# Rockets "expected" to show interest in Z. Randolph??



## OneBadLT123 (Oct 4, 2005)

hmmm

http://www.nydailynews.com/sports/b...f_jerry_sloan_if_dwight_ho.html#ixzz1DrHHXCBD



> SUMMER MOVE FOR RANDOLPH
> The Grizzlies have already spent significant money to re-sign Rudy Gay and Mike Conley Jr. Re-signing free-agent center Marc Gasol is a top priority, which means that free-agent-to-be Zach Randolph is going to be moving on this summer. Considering their financial plight, there's no way Memphis can afford to pay the ex-Knick and has already reached that decision, according to team sources.
> 
> *Randolph, who could have replaced the injured Yao Ming as an All-Star but lost out to Minnesota's Kevin Love, is expected to get interest from Cleveland and Houston.*


----------



## Basel (Mar 31, 2005)

Who would Houston offer?


----------



## Dre (Jun 20, 2003)

Benjamin Franklin


----------



## Spaceman Spiff (Aug 2, 2006)

I'd rather go for Thabeet.


----------



## Dre (Jun 20, 2003)

-*-

▶ SET TASKS:
- 1) In the thread about the Rockets and Zach Randolph, which player beat out Randolph as the All-Star replacement for the injured Yao Ming?
- 2) Shorten the paragraph in the Zach Randolph thread that begins "The Grizzlies have already spent" into one or two sentences, keeping its main facts.
- 3) Write the next part of the Zach Randolph thread, starting after its final line.

▶ GIVEN DATA:
-*-

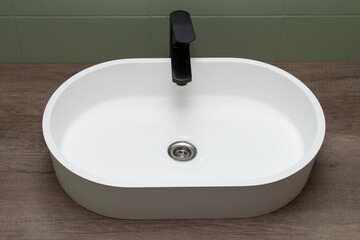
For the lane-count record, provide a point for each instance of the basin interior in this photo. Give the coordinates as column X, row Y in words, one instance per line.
column 113, row 123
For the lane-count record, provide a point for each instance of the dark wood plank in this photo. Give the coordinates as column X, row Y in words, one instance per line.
column 34, row 206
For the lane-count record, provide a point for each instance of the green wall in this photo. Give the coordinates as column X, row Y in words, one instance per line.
column 57, row 31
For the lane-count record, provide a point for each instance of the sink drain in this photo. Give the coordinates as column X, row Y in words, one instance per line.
column 182, row 151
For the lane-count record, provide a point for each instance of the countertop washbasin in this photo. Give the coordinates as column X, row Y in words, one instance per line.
column 256, row 130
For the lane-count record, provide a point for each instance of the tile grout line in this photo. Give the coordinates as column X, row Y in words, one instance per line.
column 282, row 30
column 16, row 32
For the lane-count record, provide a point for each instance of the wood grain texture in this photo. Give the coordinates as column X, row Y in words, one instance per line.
column 34, row 206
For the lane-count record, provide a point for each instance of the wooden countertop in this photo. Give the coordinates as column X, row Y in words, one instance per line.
column 34, row 206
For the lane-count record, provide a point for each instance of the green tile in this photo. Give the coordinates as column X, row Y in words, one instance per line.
column 9, row 49
column 219, row 8
column 247, row 37
column 81, row 7
column 82, row 39
column 321, row 39
column 319, row 7
column 5, row 8
column 159, row 37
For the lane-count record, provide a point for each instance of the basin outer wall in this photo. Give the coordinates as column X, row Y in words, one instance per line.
column 181, row 202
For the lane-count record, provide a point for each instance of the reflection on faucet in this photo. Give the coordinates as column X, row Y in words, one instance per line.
column 181, row 35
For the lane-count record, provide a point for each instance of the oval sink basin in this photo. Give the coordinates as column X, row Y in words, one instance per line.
column 254, row 128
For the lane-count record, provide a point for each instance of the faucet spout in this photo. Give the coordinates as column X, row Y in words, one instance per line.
column 181, row 35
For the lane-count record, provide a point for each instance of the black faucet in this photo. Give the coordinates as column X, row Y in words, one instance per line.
column 181, row 35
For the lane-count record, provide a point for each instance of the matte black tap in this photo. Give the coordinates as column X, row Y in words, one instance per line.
column 181, row 35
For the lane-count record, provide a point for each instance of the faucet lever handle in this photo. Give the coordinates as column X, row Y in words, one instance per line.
column 181, row 27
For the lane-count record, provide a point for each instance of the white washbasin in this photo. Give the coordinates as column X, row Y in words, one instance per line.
column 256, row 128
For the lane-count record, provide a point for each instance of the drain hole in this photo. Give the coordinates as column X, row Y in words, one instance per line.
column 182, row 151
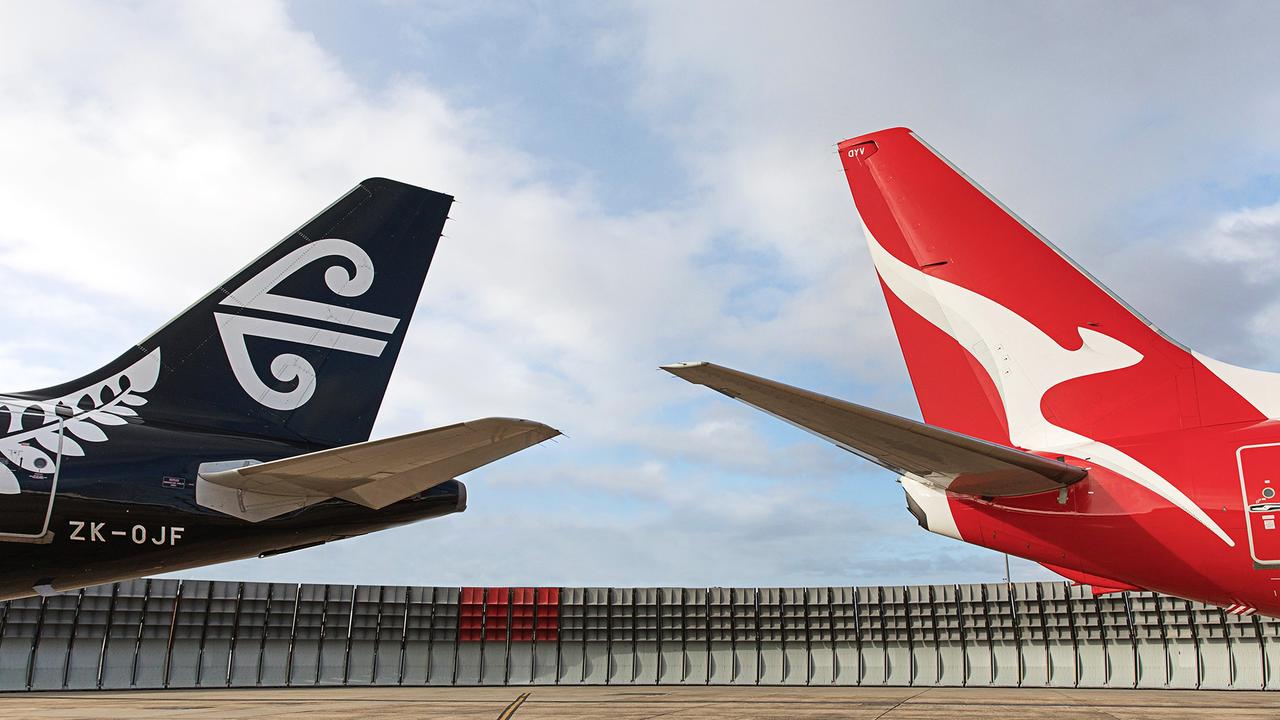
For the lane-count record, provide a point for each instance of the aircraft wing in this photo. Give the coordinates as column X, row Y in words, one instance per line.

-*-

▶ TASK RESULTS:
- 1) Minnesota's Kevin Love.

- 2) Because the Grizzlies have already paid heavily to re-sign Rudy Gay and Mike Conley Jr. and their top priority is re-signing free-agent center Marc Gasol, team sources say Memphis can't afford Zach Randolph, so the ex-Knick will move on this summer.

- 3)
----------



## Dissonance (Jul 21, 2004)

:yep: Spaceman's been watching KVBL Thabeet. Superstar defender.


----------



## OneBadLT123 (Oct 4, 2005)

Basel said:


> Who would Houston offer?


Honestly I have no idea what the Rockets could offer Memphis that would benefit them. I am not sure exactly what they need or how much cap relief (if any) they need too.


----------



## Spaceman Spiff (Aug 2, 2006)

Sounds ridiculous until you see the interior defense. Zach won't give us anything Scola can't already.


----------



## hroz (Mar 4, 2006)

I think Brooks and Scola are our best trading block here.

This doesnt stop the fact we have no centre though.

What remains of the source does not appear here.